Retype verbatim the lines of the listing, from the very first through the line with "[[232, 188], [234, 345]]".
........
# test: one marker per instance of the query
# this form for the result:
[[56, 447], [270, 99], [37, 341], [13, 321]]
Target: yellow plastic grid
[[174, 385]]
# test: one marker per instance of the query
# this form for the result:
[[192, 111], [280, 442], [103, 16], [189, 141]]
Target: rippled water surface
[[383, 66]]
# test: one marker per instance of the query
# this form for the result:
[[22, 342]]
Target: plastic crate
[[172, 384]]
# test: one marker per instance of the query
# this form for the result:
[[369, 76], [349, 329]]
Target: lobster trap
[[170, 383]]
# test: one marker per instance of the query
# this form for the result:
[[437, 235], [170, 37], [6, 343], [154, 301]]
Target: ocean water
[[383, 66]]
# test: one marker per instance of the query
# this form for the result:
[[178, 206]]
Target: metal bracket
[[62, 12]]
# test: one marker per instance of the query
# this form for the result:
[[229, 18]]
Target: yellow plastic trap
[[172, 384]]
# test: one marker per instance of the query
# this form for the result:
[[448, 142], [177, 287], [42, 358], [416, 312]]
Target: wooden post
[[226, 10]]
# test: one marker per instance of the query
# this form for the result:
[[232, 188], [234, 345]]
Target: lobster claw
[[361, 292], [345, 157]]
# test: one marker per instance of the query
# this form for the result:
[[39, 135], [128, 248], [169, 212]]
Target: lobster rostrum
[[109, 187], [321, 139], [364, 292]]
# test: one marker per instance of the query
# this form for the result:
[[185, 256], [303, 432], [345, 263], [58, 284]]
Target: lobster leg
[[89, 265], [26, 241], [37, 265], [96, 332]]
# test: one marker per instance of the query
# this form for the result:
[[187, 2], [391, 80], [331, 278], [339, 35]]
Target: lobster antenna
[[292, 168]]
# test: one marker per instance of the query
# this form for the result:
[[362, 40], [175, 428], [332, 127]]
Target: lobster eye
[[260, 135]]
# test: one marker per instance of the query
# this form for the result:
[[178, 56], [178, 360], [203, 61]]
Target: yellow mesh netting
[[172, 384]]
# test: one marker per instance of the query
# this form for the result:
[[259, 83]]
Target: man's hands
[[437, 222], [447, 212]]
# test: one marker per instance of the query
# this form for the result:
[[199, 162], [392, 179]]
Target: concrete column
........
Exercise output:
# test: one marker per instance of the query
# this form for the result:
[[56, 447], [270, 99], [37, 341], [13, 321]]
Target: yellow plastic grid
[[174, 385]]
# test: one marker per instance of the query
# this form for the result:
[[192, 111], [280, 442], [103, 16], [189, 141]]
Target: rippled water surface
[[383, 66]]
# test: one marker per instance of the query
# this form for the result:
[[22, 342]]
Target: plastic crate
[[172, 384]]
# test: one marker per instance of the query
# this form for the result:
[[369, 76], [349, 329]]
Target: lobster trap
[[170, 383]]
# test: one marker per instance of the query
# this form for the result:
[[437, 235], [170, 37], [6, 343], [154, 301]]
Target: ocean water
[[383, 66]]
# test: one marker per instance of the query
# this form for the result:
[[178, 206]]
Target: metal bracket
[[62, 12]]
# test: one marker per instance of the query
# this form for the result:
[[229, 18]]
Target: yellow plastic trap
[[172, 384]]
# test: one marker per instance of the query
# this form for the result:
[[448, 142], [177, 287], [42, 358], [416, 312]]
Target: wooden post
[[226, 10]]
# test: one marker per instance of the query
# this form for the result:
[[232, 188], [234, 345]]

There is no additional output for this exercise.